● Work instruction: Output the listing exactly, leaving out no line.
========================================
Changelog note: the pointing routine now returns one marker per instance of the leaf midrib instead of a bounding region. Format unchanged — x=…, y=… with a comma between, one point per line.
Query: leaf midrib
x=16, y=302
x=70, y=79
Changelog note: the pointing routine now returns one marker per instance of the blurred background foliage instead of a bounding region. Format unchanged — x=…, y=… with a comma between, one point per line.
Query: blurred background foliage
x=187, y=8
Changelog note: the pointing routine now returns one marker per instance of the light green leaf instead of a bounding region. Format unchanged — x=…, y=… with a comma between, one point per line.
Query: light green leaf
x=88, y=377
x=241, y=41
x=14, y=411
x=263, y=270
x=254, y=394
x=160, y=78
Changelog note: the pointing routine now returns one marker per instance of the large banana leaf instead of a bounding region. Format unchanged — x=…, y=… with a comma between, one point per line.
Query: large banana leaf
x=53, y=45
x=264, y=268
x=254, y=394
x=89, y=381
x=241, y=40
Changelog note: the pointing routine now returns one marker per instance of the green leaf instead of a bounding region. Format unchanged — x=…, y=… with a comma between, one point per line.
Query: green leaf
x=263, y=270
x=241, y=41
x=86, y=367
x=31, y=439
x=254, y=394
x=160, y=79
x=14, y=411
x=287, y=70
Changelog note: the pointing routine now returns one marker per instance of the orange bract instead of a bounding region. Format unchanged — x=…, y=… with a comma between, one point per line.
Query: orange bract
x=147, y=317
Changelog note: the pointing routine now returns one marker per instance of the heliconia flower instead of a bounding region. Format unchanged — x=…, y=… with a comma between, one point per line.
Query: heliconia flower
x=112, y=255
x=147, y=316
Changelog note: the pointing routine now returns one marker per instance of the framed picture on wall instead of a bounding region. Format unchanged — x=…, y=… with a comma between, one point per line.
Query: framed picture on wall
========================================
● Answer space:
Changelog note: the pointing routine now returns one marker per instance of the leaf midrib instead of a bounding region. Format unchanged — x=…, y=… with a comma between, one point per line.
Query: leaf midrib
x=16, y=302
x=70, y=79
Changelog note: the pointing routine now returns one marker per instance of the blurred background foliage instead of a bounding region. Format unchanged — x=…, y=… with a comma between, one point per line.
Query: blurred background foliage
x=187, y=8
Changelog note: the pointing routine now returns one marker per instance of the light green leaf instead of a bounding region. Format unchanged — x=…, y=… with a comma between, one point per line.
Query: light green leaf
x=88, y=377
x=241, y=41
x=14, y=411
x=263, y=270
x=254, y=394
x=160, y=78
Changelog note: the pointing routine now returns one marker per instance of the large banana leaf instead of a bounding region. Format unchanged — x=…, y=… with a comma between, one point per line.
Query: large banana leaf
x=53, y=45
x=264, y=268
x=254, y=394
x=89, y=381
x=241, y=40
Changelog note: the pointing routine now returns one marker per instance of the green leaf instead of a bounding region. Format unchanged — x=…, y=… with a comma between, one point per line.
Query: green leaf
x=263, y=270
x=241, y=41
x=86, y=367
x=31, y=439
x=254, y=394
x=160, y=79
x=14, y=411
x=287, y=70
Changelog note: the pointing routine now returns one marker per instance of the orange bract instead of a bounding region. Format unchanged — x=…, y=… with a comma between, one point per line.
Query: orange bract
x=147, y=317
Changelog note: the pointing routine now returns one marker per instance of the heliconia flower instead of a bounding region. Format unchanged — x=…, y=… with a comma between, one point per line.
Query: heliconia flower
x=112, y=255
x=147, y=316
Changelog note: the pointing routine now returns one marker per instance of the framed picture on wall instead of a bounding region. Format unchanged — x=…, y=… with a comma between, one point per line.
Query: framed picture on wall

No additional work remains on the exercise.